--- ENTRIES PROVIDED ---

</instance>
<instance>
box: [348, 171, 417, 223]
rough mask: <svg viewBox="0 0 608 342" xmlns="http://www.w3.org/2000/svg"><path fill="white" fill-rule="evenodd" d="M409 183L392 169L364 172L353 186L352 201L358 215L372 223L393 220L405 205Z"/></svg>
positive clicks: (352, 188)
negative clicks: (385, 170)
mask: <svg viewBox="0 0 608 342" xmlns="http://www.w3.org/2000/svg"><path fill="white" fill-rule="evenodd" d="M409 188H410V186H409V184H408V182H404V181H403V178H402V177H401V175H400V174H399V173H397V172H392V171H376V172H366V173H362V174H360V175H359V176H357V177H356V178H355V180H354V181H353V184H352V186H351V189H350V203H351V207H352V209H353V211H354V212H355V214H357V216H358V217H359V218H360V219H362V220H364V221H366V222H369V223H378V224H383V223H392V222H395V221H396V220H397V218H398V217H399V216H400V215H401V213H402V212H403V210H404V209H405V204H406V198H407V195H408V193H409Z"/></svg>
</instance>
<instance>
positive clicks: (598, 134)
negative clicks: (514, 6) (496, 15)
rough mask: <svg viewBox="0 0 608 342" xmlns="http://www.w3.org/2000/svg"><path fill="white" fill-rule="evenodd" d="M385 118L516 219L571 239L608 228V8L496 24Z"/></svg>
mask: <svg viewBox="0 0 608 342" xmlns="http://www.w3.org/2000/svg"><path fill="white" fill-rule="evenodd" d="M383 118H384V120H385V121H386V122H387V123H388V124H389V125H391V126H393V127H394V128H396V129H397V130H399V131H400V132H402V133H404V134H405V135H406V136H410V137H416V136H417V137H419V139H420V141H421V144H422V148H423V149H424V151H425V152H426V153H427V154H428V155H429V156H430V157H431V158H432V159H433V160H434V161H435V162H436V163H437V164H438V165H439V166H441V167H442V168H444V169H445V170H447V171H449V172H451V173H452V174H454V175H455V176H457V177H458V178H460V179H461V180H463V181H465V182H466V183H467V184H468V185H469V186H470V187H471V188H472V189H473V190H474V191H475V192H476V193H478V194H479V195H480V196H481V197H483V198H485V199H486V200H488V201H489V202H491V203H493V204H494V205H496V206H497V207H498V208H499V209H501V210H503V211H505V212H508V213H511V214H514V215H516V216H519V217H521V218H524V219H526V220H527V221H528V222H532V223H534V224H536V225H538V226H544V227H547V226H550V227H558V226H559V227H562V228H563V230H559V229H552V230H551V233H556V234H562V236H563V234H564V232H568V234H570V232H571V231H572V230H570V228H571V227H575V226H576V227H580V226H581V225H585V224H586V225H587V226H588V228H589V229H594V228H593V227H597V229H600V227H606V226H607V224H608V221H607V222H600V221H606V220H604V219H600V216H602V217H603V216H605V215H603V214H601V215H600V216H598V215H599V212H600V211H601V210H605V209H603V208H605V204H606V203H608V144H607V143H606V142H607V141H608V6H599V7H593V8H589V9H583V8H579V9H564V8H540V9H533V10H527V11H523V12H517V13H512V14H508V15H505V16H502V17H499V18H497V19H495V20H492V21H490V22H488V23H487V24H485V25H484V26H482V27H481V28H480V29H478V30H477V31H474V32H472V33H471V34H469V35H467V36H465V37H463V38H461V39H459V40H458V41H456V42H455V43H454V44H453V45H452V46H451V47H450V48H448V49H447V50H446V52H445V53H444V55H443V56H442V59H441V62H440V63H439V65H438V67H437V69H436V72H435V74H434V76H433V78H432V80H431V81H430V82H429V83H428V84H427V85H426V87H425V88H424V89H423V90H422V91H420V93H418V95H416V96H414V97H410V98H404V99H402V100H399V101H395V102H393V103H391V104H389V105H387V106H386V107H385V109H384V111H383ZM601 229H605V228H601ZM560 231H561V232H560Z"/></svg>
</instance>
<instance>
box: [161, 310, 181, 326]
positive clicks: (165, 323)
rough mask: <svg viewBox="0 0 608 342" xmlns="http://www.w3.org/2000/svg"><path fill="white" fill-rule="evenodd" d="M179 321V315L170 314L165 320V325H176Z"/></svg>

---

TASK DIRECTIONS: Reproduce the listing above verbatim, every line in its original order.

EXERCISE OUTPUT:
</instance>
<instance>
box: [348, 171, 417, 223]
rough mask: <svg viewBox="0 0 608 342" xmlns="http://www.w3.org/2000/svg"><path fill="white" fill-rule="evenodd" d="M409 183L392 169L364 172L353 186L352 201L358 215L372 223L393 220L405 205Z"/></svg>
positive clicks: (352, 188)
negative clicks: (385, 170)
mask: <svg viewBox="0 0 608 342" xmlns="http://www.w3.org/2000/svg"><path fill="white" fill-rule="evenodd" d="M409 188H410V186H409V184H408V182H404V181H403V178H402V177H401V175H400V174H399V173H397V172H392V171H376V172H366V173H362V174H360V175H359V176H357V177H356V178H355V180H354V181H353V184H352V186H351V189H350V203H351V207H352V209H353V211H354V212H355V214H357V216H358V217H359V218H360V219H362V220H364V221H366V222H369V223H378V224H383V223H392V222H395V221H396V220H397V218H398V217H399V216H400V215H401V213H402V212H403V210H404V209H405V204H406V198H407V195H408V193H409Z"/></svg>
</instance>
<instance>
positive clicks: (598, 134)
negative clicks: (514, 6) (496, 15)
rough mask: <svg viewBox="0 0 608 342" xmlns="http://www.w3.org/2000/svg"><path fill="white" fill-rule="evenodd" d="M385 118L516 219L571 239L608 228V8L496 24Z"/></svg>
mask: <svg viewBox="0 0 608 342" xmlns="http://www.w3.org/2000/svg"><path fill="white" fill-rule="evenodd" d="M383 118H384V120H385V121H386V122H387V123H388V124H389V125H391V126H393V127H394V128H396V129H397V130H399V131H400V132H402V133H404V134H405V135H406V136H410V137H416V136H417V137H419V139H420V141H421V144H422V148H423V149H424V151H425V152H426V153H427V154H428V155H429V156H430V157H431V158H432V159H433V160H434V161H435V162H436V163H437V164H438V165H439V166H441V167H442V168H444V169H445V170H447V171H449V172H451V173H452V174H454V175H455V176H457V177H458V178H460V179H461V180H463V181H465V182H466V183H467V184H468V185H469V186H470V187H471V188H472V189H473V190H474V191H475V192H476V193H478V194H479V195H480V196H481V197H483V198H485V199H486V200H488V201H489V202H491V203H493V204H494V205H496V206H497V207H498V208H499V209H501V210H503V211H505V212H508V213H511V214H514V215H516V216H519V217H521V218H524V219H526V220H527V221H528V222H532V223H534V224H536V225H538V226H544V227H547V226H550V227H558V226H559V227H562V228H563V230H559V229H552V230H551V233H556V234H562V236H563V234H564V232H568V234H570V232H571V231H572V230H570V228H571V227H575V226H576V227H580V226H581V225H585V224H586V225H587V226H588V228H589V229H594V228H593V227H597V229H600V227H606V226H607V224H608V221H607V222H600V221H606V220H604V219H600V216H602V217H603V216H605V215H603V214H601V215H600V216H598V215H599V212H600V211H601V210H605V209H603V208H605V204H606V203H608V144H607V143H606V142H607V141H608V6H599V7H593V8H589V9H583V8H579V9H564V8H540V9H533V10H527V11H523V12H517V13H512V14H508V15H505V16H502V17H499V18H497V19H495V20H492V21H490V22H488V23H487V24H485V25H484V26H482V27H481V28H480V29H478V30H477V31H474V32H472V33H471V34H469V35H467V36H465V37H463V38H461V39H459V40H458V41H456V42H455V43H454V44H453V45H452V46H451V47H450V48H448V49H447V50H446V52H445V53H444V55H443V56H442V59H441V62H440V63H439V65H438V67H437V69H436V72H435V74H434V76H433V78H432V80H431V81H430V82H429V83H428V84H427V85H426V87H425V88H424V89H423V90H422V91H420V93H418V95H416V96H414V97H410V98H404V99H402V100H399V101H395V102H393V103H391V104H389V105H387V106H386V107H385V109H384V111H383ZM601 229H605V228H601ZM560 231H561V232H560Z"/></svg>
</instance>
<instance>
box: [161, 310, 181, 326]
positive clicks: (165, 323)
rough mask: <svg viewBox="0 0 608 342" xmlns="http://www.w3.org/2000/svg"><path fill="white" fill-rule="evenodd" d="M179 321V315L170 314L165 320V325H176Z"/></svg>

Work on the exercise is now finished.